### Direction
Reproduce each of the rows below word for word, omitting the pictures from your copy.

### Items stored from a collection

▬▬▬

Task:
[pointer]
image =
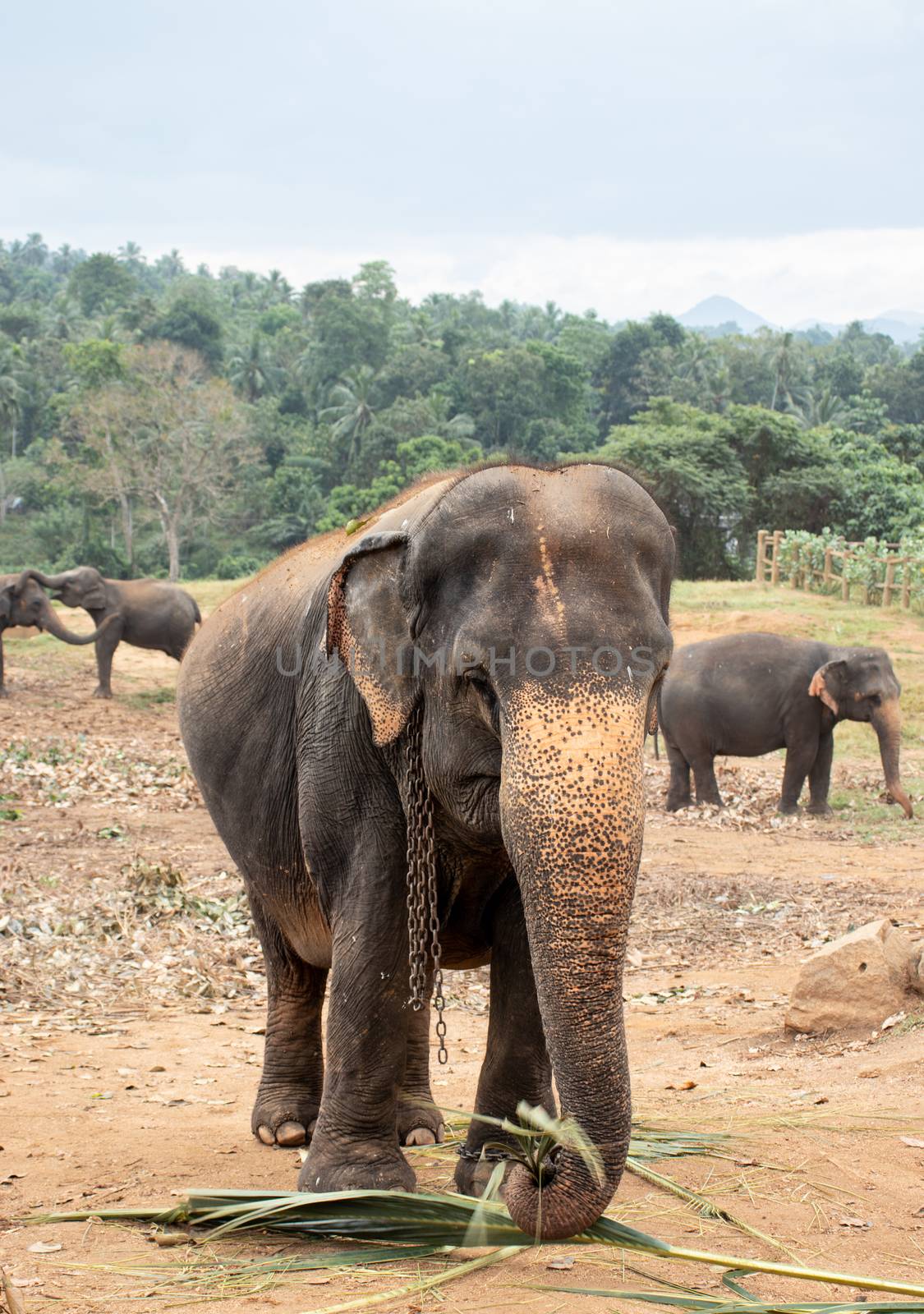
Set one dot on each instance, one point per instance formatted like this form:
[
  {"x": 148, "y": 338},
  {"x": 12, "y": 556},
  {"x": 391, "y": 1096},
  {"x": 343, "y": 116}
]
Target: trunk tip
[{"x": 552, "y": 1212}]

▬▬▬

### The result
Task:
[pointer]
image =
Set one dot on each instance, one point per instance formatted like this form:
[
  {"x": 148, "y": 338},
  {"x": 12, "y": 556},
  {"x": 391, "y": 1096},
  {"x": 343, "y": 116}
]
Target: trunk tip
[{"x": 552, "y": 1212}]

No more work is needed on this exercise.